QUESTIONS ON THE MATERIAL>
- a) Reproduce the passage from the gastrulation text between "The ectoderm gives" and "and the dermis.", inclusive, matching its wording precisely.
- b) In the text on gastrulation, who coined the terms "gastrula" and "gastrulation"?

SELECTED EXTRACT>
Gastrulation is the stage in the early embryonic development of most animals, during which the blastula (a single-layered hollow sphere of cells), or in mammals the blastocyst is reorganized into a multilayered structure known as the gastrula. Before gastrulation, the embryo is a continuous epithelial sheet of cells; by the end of gastrulation, the embryo has begun differentiation to establish distinct cell lineages, set up the basic axes of the body (e.g. dorsal-ventral, anterior-posterior), and internalized one or more cell types including the prospective gut.

In triploblastic organisms, the gastrula is trilaminar (three-layered). These three germ layers are the ectoderm (outer layer), mesoderm (middle layer), and endoderm (inner layer). In diploblastic organisms, such as Cnidaria and Ctenophora, the gastrula has only ectoderm and endoderm. The two layers are also sometimes referred to as the hypoblast and epiblast. Sponges do not go through the gastrula stage, which is why they are basal among all animals.

Gastrulation takes place after cleavage and the formation of the blastula, or blastocyst. Gastrulation is followed by organogenesis, when individual organs develop within the newly formed germ layers. Each layer gives rise to specific tissues and organs in the developing embryo.
 The ectoderm gives rise to epidermis, the nervous system, and to the neural crest in vertebrates.
 The endoderm gives rise to the epithelium of the digestive system and respiratory system, and organs associated with the digestive system, such as the liver and pancreas.
 The mesoderm gives rise to many cell types such as muscle, bone, and connective tissue. In vertebrates, mesoderm derivatives include the notochord, the heart, blood and blood vessels, the cartilage of the ribs and vertebrae, and the dermis.
Following gastrulation, cells in the body are either organized into sheets of connected cells (as in epithelia), or as a mesh of isolated cells, such as mesenchyme.

Although gastrulation patterns exhibit enormous variation throughout the animal kingdom, they are unified by the five basic types of cell movements that occur during gastrulation: 
 Invagination
 Involution
 Ingression
 Delamination
 Epiboly

The terms "gastrula" and "gastrulation" were coined by Ernst Haeckel, in his 1872 work "Biology of Calcareous Sponges". Lewis Wolpert, pioneering developmental biologist in the field, has been credited for noting that "It is not birth, marriage, or death, but gastrulation which is truly the most important time in your life."

Model systems

Gastrulation is highly variable across the animal kingdom but has underlying similarities. Gastrulation has been studied in many animals, but some models have been used for longer than others. Furthermore, it is easier to study development in animals that develop outside the mother. Model organisms whose gastrulation is understood in the greatest detail include the mollusc, sea urchin, frog, and chicken. A human model system is the gastruloid.

PROVIDED INFORMATION>

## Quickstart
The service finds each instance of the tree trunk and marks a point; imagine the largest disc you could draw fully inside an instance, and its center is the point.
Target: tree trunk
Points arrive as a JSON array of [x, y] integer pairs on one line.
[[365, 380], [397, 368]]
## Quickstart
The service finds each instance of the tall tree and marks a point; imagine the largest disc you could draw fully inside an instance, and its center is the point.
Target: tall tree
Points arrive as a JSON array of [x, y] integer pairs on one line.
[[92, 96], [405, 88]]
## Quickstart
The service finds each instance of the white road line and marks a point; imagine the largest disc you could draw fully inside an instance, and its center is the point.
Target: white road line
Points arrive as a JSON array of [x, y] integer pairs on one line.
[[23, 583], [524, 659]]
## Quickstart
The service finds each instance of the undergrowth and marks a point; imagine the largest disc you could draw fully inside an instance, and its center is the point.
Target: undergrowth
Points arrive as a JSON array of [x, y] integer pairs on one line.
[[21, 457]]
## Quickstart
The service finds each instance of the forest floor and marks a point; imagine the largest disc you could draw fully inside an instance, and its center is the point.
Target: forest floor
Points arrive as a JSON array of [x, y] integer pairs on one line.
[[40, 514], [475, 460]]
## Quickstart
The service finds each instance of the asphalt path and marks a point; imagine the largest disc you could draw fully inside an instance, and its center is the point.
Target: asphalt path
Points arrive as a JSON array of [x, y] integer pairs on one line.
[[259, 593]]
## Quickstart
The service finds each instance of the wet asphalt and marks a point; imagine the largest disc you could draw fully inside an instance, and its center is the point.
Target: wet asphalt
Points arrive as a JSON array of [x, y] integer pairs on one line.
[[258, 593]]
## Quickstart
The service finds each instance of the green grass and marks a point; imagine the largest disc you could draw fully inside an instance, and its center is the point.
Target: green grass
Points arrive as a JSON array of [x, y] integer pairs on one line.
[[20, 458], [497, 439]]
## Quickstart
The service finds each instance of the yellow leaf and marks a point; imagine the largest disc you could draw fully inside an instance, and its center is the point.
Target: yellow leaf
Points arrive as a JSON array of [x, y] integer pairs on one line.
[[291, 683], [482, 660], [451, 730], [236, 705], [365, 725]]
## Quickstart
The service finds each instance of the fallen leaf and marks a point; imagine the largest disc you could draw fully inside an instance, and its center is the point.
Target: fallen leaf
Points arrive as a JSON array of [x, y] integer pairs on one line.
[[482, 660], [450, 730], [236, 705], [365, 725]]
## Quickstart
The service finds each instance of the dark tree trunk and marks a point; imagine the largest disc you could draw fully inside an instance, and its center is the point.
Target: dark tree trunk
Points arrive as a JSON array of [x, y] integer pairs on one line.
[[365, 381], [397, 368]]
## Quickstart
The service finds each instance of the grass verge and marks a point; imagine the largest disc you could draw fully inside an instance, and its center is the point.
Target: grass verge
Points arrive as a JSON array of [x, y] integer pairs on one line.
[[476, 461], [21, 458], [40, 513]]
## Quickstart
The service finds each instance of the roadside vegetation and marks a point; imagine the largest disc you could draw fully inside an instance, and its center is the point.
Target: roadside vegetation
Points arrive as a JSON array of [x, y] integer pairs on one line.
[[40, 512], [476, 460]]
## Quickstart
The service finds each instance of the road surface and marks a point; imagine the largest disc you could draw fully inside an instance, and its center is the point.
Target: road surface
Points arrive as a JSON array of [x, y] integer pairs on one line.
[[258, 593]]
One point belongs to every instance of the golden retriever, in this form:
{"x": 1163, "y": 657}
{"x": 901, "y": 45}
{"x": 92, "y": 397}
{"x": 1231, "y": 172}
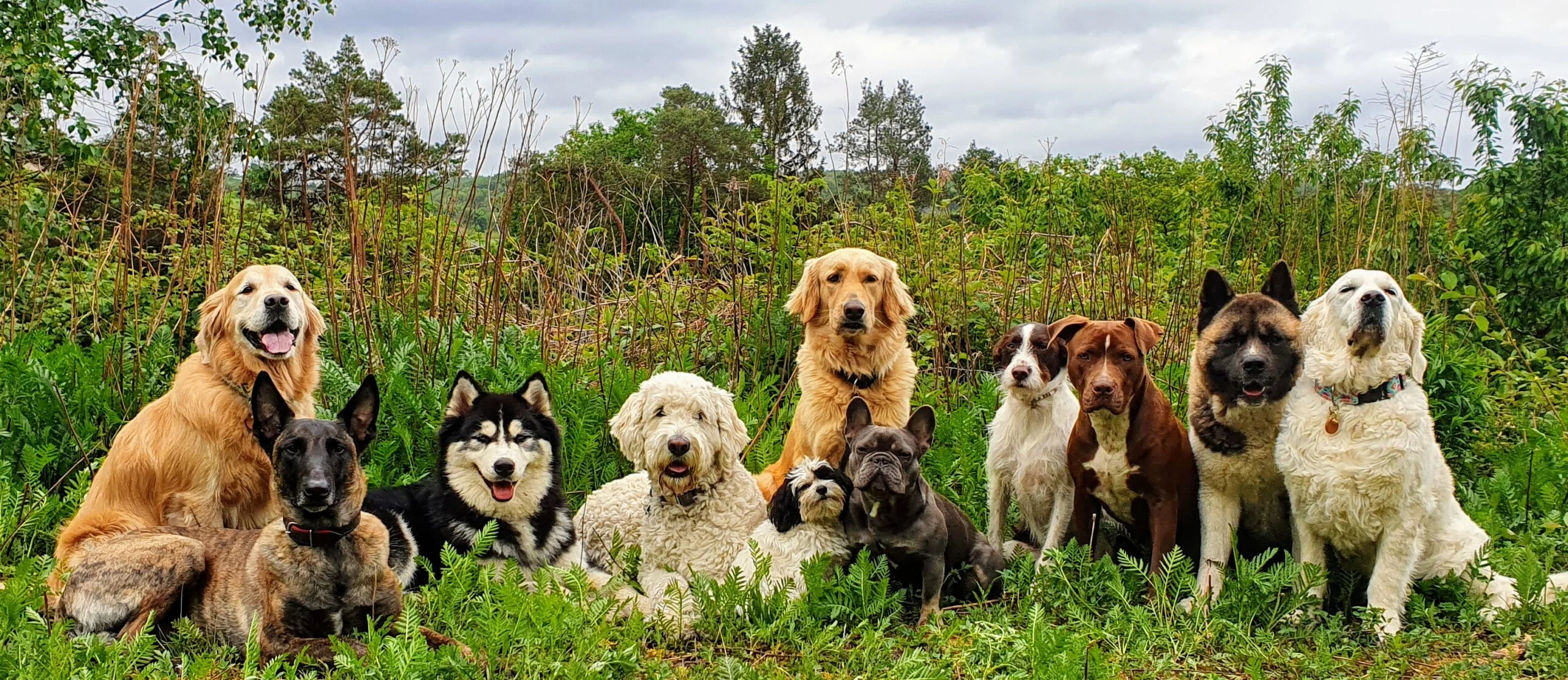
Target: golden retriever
{"x": 853, "y": 308}
{"x": 189, "y": 458}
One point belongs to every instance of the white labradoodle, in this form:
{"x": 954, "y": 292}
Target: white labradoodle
{"x": 682, "y": 435}
{"x": 805, "y": 519}
{"x": 1360, "y": 460}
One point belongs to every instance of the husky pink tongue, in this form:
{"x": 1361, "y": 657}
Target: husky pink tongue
{"x": 500, "y": 491}
{"x": 278, "y": 342}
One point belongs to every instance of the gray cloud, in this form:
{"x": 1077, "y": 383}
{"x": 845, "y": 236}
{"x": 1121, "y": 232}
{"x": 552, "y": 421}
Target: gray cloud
{"x": 1106, "y": 77}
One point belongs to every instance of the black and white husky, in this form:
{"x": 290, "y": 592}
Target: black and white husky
{"x": 499, "y": 460}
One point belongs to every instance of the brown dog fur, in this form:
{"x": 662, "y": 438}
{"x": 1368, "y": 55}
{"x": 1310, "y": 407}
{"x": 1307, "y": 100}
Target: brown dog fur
{"x": 880, "y": 350}
{"x": 189, "y": 460}
{"x": 290, "y": 594}
{"x": 1118, "y": 397}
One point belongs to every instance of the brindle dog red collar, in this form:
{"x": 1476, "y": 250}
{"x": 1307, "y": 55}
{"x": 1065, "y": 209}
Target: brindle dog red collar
{"x": 318, "y": 538}
{"x": 860, "y": 381}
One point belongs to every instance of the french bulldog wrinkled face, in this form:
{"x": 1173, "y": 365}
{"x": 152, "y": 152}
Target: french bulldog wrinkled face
{"x": 885, "y": 463}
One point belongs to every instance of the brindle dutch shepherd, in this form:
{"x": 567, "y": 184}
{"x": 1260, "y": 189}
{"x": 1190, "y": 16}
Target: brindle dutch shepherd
{"x": 317, "y": 572}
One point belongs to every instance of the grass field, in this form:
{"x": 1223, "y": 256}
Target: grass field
{"x": 581, "y": 273}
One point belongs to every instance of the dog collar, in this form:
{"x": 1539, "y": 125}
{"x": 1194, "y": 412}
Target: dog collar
{"x": 1385, "y": 390}
{"x": 318, "y": 538}
{"x": 860, "y": 381}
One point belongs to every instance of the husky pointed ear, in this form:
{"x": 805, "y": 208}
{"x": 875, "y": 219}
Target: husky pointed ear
{"x": 537, "y": 395}
{"x": 922, "y": 425}
{"x": 1147, "y": 332}
{"x": 461, "y": 397}
{"x": 270, "y": 413}
{"x": 360, "y": 414}
{"x": 1214, "y": 297}
{"x": 1281, "y": 287}
{"x": 857, "y": 417}
{"x": 805, "y": 301}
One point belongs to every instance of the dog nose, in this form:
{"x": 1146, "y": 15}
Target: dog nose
{"x": 679, "y": 446}
{"x": 1253, "y": 364}
{"x": 317, "y": 491}
{"x": 853, "y": 311}
{"x": 505, "y": 468}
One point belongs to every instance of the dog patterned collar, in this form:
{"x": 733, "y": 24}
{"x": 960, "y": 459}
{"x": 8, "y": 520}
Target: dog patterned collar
{"x": 318, "y": 538}
{"x": 860, "y": 381}
{"x": 1387, "y": 390}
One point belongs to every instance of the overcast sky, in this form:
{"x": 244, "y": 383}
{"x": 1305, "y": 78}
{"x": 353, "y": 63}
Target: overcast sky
{"x": 1096, "y": 77}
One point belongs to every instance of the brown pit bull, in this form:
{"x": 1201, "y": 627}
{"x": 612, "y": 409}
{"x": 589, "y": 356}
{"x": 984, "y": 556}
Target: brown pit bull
{"x": 1128, "y": 454}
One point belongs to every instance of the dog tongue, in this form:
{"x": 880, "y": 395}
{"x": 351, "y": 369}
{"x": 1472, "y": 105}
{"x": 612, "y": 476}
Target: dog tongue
{"x": 278, "y": 342}
{"x": 500, "y": 491}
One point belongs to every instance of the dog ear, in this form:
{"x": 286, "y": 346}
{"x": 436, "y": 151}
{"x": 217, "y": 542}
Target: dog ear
{"x": 896, "y": 301}
{"x": 857, "y": 417}
{"x": 731, "y": 430}
{"x": 922, "y": 425}
{"x": 360, "y": 414}
{"x": 1281, "y": 287}
{"x": 785, "y": 508}
{"x": 1214, "y": 297}
{"x": 1145, "y": 332}
{"x": 623, "y": 427}
{"x": 537, "y": 394}
{"x": 216, "y": 323}
{"x": 1057, "y": 337}
{"x": 1418, "y": 328}
{"x": 461, "y": 397}
{"x": 807, "y": 298}
{"x": 270, "y": 413}
{"x": 1000, "y": 351}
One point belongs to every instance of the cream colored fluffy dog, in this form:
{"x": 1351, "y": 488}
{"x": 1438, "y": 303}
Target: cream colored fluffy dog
{"x": 853, "y": 306}
{"x": 189, "y": 460}
{"x": 1359, "y": 455}
{"x": 690, "y": 505}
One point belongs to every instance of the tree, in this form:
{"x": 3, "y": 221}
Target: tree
{"x": 888, "y": 140}
{"x": 54, "y": 52}
{"x": 695, "y": 143}
{"x": 771, "y": 93}
{"x": 339, "y": 122}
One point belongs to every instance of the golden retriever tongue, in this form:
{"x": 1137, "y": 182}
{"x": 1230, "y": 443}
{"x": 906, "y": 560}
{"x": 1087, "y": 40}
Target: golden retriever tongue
{"x": 500, "y": 491}
{"x": 278, "y": 342}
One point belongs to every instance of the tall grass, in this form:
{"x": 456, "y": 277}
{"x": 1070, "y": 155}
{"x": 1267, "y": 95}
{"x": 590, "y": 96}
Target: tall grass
{"x": 567, "y": 269}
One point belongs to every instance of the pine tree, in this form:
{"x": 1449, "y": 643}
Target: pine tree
{"x": 771, "y": 93}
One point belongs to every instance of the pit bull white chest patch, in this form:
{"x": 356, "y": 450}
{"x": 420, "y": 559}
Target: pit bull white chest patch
{"x": 1110, "y": 465}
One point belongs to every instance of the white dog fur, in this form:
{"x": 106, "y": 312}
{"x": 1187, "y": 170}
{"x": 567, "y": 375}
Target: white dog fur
{"x": 645, "y": 508}
{"x": 802, "y": 530}
{"x": 1028, "y": 455}
{"x": 1377, "y": 489}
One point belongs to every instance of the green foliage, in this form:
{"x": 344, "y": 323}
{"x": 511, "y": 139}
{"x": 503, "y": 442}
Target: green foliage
{"x": 771, "y": 93}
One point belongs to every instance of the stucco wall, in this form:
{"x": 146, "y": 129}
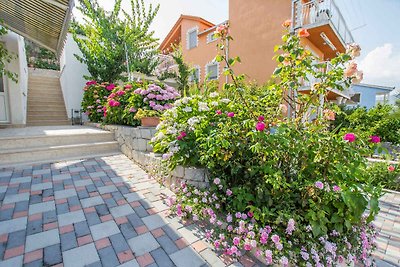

EXPECTED OUTPUTS>
- a)
The ectoderm gives rise to epidermis, the nervous system, and to the neural crest in vertebrates.
 The endoderm gives rise to the epithelium of the digestive system and respiratory system, and organs associated with the digestive system, such as the liver and pancreas.
 The mesoderm gives rise to many cell types such as muscle, bone, and connective tissue. In vertebrates, mesoderm derivatives include the notochord, the heart, blood and blood vessels, the cartilage of the ribs and vertebrae, and the dermis.

- b) Ernst Haeckel